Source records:
§ §

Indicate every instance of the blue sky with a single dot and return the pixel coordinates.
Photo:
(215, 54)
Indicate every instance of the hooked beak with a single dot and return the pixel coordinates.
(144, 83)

§ §

ABOUT THIS EXERCISE: Write the "Indicate every instance of the hooked" line and all later lines exactly. Stop at the end of the data.

SOLVED EXERCISE:
Indicate every instance of the hooked beak with a single dot and return the pixel coordinates.
(144, 83)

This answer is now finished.